EXERCISE DESCRIPTION: Copy the records from the line containing "of the striped" through the line containing "[(737, 450)]", both included, without changing anything.

EXTRACTED DATA:

============================================================

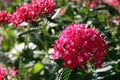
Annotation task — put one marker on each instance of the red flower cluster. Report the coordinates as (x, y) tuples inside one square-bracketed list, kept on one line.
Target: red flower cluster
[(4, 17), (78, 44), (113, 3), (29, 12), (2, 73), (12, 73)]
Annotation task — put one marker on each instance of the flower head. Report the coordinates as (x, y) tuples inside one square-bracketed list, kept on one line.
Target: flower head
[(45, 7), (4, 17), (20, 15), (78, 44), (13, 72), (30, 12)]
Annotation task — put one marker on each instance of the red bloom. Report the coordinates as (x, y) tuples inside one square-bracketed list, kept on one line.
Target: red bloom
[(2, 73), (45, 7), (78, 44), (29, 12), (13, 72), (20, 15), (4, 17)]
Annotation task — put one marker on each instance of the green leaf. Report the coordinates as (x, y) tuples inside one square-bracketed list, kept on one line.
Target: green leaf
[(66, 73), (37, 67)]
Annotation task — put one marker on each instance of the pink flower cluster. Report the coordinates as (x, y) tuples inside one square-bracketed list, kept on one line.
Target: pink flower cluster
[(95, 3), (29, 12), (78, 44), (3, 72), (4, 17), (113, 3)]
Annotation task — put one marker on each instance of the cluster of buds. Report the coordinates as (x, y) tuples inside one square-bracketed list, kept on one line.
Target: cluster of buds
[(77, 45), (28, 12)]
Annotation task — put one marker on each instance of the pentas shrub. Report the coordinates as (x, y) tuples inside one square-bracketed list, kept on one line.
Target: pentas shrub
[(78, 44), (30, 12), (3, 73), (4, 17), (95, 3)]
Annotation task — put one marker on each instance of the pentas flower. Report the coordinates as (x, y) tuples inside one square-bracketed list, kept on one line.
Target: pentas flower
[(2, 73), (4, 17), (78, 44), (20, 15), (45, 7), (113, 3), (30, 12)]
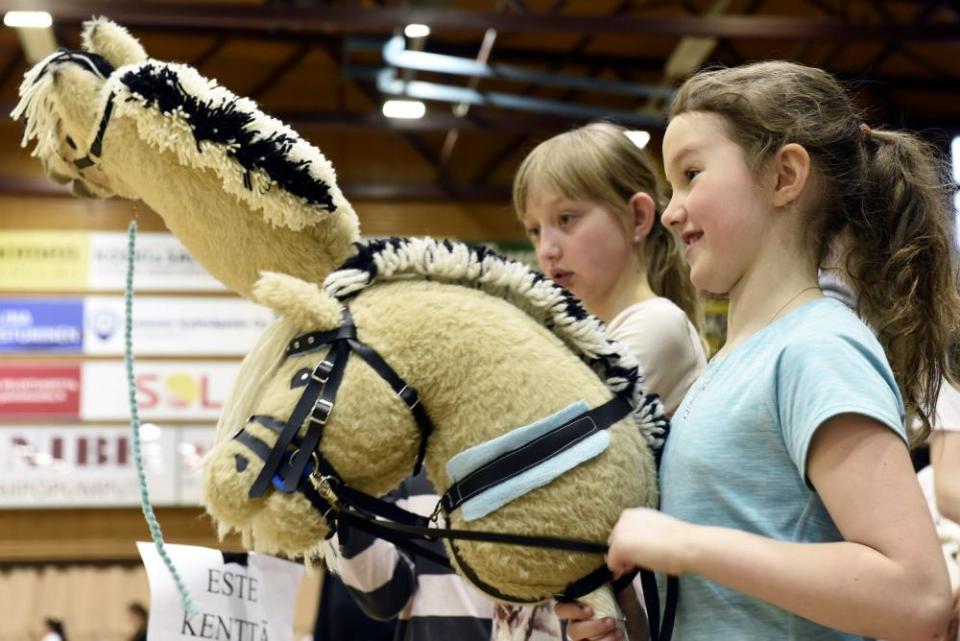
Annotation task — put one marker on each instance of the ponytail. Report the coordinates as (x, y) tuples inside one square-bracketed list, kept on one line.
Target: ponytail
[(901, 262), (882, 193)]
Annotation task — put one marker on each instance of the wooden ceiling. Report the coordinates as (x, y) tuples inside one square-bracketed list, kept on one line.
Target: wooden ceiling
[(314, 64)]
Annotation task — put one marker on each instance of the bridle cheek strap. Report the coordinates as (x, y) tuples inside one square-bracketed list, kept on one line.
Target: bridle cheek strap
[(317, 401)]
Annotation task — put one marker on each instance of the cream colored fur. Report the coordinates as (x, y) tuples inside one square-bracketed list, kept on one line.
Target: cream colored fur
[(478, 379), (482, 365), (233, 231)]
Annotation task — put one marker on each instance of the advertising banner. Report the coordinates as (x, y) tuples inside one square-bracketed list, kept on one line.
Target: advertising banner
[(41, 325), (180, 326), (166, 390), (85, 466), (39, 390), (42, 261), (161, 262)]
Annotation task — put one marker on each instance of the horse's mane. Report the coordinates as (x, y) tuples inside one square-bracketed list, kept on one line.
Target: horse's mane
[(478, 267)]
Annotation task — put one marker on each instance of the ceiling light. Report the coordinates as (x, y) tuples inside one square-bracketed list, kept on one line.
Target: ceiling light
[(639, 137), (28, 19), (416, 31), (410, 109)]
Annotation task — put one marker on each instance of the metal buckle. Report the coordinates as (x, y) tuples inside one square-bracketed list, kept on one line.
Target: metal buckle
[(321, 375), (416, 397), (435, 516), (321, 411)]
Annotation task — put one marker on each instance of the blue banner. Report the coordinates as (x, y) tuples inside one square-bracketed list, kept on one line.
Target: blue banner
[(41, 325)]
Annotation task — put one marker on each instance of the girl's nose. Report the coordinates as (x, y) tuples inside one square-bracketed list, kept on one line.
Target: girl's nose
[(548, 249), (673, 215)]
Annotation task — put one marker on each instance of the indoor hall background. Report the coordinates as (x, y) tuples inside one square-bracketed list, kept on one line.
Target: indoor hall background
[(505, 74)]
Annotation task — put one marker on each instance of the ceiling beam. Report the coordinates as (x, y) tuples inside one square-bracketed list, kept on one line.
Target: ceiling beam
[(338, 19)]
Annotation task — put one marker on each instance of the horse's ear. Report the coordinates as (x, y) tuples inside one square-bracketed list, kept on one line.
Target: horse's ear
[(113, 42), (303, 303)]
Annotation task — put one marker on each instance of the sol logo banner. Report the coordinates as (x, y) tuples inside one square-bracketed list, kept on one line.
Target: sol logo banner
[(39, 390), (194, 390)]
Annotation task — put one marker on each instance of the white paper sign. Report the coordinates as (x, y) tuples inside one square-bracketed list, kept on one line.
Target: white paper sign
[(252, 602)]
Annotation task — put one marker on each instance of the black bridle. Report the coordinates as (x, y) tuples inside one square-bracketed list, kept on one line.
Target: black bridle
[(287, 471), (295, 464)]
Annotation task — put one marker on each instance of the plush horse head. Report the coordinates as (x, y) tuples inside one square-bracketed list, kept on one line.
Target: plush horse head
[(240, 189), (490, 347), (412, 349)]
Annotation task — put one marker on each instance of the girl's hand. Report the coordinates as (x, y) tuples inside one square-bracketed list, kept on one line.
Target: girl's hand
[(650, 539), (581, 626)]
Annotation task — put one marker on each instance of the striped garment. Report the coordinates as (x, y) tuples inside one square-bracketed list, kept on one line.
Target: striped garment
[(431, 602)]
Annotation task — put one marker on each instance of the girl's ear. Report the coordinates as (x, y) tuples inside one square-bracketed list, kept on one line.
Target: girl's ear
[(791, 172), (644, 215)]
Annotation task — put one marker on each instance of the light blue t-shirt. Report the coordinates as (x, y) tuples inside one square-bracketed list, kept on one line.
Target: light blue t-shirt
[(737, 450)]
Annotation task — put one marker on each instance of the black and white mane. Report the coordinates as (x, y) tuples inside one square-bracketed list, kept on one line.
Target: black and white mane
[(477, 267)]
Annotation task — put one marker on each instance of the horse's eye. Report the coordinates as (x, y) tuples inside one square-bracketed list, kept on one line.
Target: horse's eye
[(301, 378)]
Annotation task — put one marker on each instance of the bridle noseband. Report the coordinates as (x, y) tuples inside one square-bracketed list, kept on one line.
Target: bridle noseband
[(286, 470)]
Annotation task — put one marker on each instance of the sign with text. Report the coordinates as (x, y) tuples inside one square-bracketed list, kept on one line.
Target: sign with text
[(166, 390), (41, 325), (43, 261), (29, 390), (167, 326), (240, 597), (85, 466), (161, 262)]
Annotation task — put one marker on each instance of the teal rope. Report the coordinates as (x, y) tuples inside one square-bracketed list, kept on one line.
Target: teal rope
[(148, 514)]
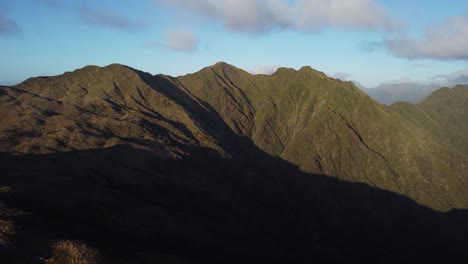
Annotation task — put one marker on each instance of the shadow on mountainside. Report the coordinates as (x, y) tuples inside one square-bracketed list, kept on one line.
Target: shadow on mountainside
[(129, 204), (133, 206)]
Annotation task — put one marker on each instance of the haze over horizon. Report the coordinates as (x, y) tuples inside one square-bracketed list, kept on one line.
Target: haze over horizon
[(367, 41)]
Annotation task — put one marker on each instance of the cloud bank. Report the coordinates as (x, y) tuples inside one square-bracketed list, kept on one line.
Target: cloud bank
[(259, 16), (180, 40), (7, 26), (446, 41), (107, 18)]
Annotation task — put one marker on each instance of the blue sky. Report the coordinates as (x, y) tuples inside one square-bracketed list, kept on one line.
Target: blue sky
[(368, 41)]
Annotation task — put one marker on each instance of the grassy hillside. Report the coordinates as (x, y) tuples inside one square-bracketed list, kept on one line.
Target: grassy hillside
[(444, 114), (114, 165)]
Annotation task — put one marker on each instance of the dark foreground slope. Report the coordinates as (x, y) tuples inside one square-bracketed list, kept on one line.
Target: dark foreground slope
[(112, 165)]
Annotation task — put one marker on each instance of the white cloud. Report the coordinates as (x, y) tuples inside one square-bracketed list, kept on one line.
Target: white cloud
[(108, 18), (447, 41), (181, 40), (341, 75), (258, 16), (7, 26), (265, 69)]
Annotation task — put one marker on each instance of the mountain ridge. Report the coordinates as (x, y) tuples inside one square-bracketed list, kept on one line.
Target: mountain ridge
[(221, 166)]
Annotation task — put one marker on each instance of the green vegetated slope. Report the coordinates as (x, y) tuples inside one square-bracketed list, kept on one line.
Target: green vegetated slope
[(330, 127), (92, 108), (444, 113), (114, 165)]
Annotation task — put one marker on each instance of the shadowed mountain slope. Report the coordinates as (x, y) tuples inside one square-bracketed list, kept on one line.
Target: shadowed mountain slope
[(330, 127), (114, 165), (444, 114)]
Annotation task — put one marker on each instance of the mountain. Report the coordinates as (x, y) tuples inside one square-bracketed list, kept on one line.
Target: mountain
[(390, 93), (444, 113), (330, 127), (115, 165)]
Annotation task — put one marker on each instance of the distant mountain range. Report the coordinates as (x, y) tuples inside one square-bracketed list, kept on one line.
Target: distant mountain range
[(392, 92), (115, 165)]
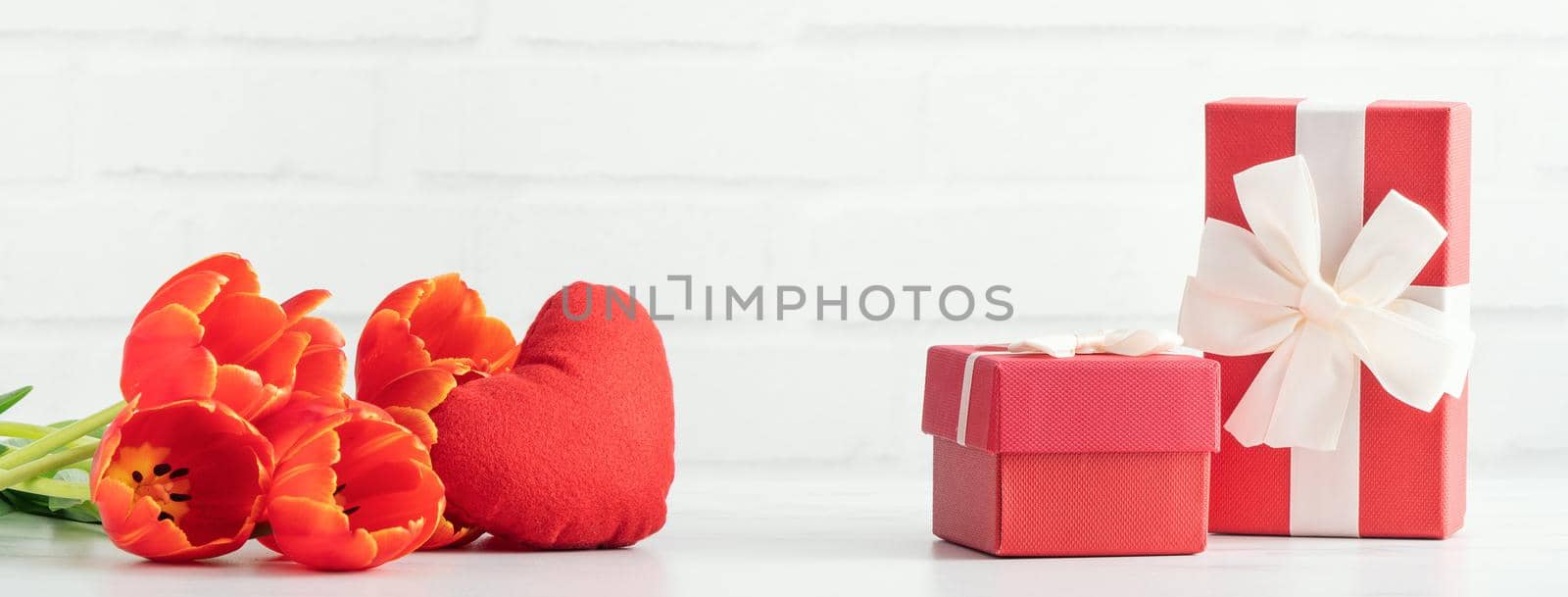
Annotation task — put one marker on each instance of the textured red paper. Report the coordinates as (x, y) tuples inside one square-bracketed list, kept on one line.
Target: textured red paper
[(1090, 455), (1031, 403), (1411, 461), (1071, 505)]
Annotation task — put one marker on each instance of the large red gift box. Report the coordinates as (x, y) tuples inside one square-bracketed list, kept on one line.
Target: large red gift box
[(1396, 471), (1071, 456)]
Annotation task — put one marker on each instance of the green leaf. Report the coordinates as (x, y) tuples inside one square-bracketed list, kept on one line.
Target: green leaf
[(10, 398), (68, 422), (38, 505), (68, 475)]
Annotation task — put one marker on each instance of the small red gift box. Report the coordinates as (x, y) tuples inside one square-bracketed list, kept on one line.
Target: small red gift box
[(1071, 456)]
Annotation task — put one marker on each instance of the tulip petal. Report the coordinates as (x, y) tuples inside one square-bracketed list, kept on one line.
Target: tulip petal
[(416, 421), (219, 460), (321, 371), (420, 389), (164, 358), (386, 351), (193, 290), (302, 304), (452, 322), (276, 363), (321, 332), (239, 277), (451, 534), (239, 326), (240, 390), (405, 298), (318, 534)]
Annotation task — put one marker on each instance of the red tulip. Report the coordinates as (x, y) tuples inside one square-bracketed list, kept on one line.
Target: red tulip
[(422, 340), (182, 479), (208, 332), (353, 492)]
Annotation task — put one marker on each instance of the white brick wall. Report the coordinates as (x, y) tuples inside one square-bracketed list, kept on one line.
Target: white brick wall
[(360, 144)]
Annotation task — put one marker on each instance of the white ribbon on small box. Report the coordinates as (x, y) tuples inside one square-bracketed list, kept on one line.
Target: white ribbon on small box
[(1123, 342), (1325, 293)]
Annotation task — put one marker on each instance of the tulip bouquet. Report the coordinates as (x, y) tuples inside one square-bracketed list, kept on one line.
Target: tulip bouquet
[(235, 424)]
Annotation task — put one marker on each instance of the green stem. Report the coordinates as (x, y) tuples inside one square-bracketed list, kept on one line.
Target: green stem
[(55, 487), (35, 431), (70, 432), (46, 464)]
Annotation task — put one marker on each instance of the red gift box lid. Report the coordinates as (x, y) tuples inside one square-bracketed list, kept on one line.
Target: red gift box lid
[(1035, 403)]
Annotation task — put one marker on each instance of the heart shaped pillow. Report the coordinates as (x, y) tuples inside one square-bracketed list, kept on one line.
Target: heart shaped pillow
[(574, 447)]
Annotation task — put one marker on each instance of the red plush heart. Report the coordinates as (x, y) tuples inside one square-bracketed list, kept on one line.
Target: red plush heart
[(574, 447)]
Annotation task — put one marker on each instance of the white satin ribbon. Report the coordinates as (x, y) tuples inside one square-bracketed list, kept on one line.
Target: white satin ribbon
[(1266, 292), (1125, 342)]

============================================================

FINAL RESULT:
Annotation task — put one marker on each instance of the striped garment. Report the coordinates as (x, y) tuples inside one square-bracketed list, kept on one line.
Target: striped garment
[(431, 602)]
Annotation task — put one marker on each instance of the girl's ear. Report the coordinates as (x, y) tuples inside one square-bracketed list, kept on one line.
Target: girl's ear
[(791, 172), (644, 215)]
Annotation task — put one marker on each instance of the light blue t-shirt. Report the coordinates as (x, y) tuples inside one square-bracketed list, kept on one line.
Target: light blue t-shirt
[(737, 450)]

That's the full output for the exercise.